**EXERCISE INSTRUCTIONS**.
Rewrite the records beginning at the line that has "Searching for any moored" and stopping after the line that has "[638, 829, 896, 857]", and reproduce every line of that stretch, requests included. Scale each bounding-box coordinate in the answers by 2.55, rounding to whole numbers with halves going up, and leave the requests and their sample boxes unchanged.

**ROWS**.
——

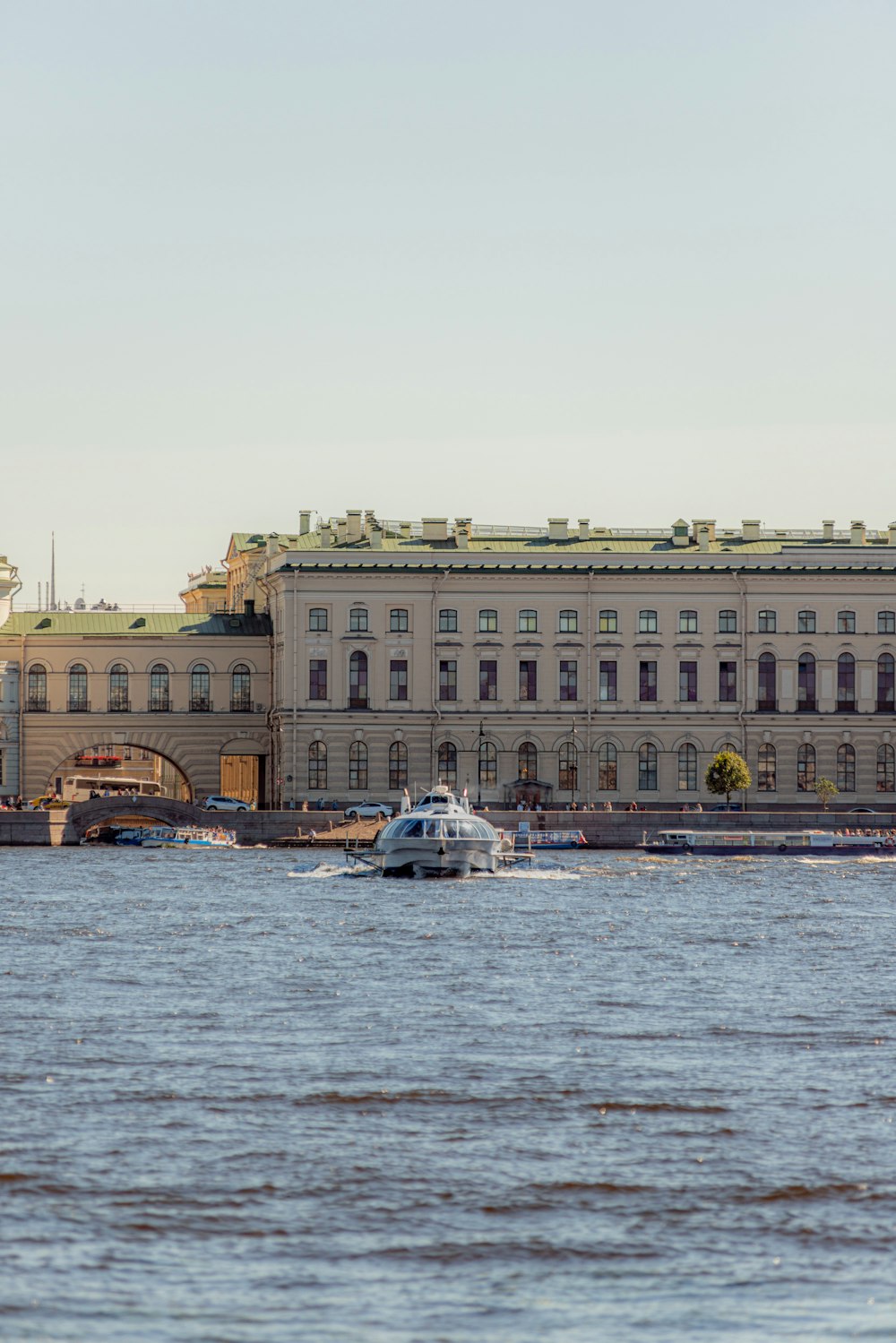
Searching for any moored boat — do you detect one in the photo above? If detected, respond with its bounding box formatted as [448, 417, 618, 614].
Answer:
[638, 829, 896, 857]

——

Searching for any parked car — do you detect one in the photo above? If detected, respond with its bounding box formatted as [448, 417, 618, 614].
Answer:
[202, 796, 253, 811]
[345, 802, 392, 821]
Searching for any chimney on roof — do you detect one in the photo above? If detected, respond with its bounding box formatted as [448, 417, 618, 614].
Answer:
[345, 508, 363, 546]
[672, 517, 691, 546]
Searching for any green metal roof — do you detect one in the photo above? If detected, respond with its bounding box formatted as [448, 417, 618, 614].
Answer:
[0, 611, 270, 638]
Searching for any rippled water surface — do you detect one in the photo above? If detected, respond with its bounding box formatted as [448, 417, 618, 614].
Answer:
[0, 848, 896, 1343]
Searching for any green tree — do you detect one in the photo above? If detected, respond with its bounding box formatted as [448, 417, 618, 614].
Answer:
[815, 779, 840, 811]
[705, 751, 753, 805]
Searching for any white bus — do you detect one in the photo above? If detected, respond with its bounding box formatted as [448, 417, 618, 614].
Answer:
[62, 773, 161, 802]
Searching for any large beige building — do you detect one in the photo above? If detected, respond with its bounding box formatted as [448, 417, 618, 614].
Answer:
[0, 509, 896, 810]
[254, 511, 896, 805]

——

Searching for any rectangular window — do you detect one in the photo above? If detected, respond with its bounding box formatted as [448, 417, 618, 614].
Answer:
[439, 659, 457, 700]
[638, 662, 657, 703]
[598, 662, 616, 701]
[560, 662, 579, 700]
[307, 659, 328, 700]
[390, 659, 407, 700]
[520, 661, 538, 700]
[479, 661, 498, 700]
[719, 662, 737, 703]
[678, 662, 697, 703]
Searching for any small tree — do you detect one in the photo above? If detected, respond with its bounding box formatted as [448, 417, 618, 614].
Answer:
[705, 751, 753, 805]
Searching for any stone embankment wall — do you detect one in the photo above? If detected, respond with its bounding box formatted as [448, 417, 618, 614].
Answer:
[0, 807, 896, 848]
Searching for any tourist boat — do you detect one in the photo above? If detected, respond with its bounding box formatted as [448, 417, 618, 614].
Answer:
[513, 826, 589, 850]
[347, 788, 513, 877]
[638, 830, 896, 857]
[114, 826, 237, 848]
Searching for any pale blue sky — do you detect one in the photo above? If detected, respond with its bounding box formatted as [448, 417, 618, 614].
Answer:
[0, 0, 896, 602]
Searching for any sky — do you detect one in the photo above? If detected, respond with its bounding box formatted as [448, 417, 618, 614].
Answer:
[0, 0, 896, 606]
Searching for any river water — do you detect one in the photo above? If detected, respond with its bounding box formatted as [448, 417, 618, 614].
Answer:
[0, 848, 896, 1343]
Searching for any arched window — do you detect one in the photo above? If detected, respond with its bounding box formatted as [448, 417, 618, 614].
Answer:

——

**SOLUTION TO THIS TASK**.
Searching for any moored boat — do you detect one in the photo above? If detected, respond with its bounding box formatted as [448, 417, 618, 614].
Answer:
[1627, 2114, 2285, 2185]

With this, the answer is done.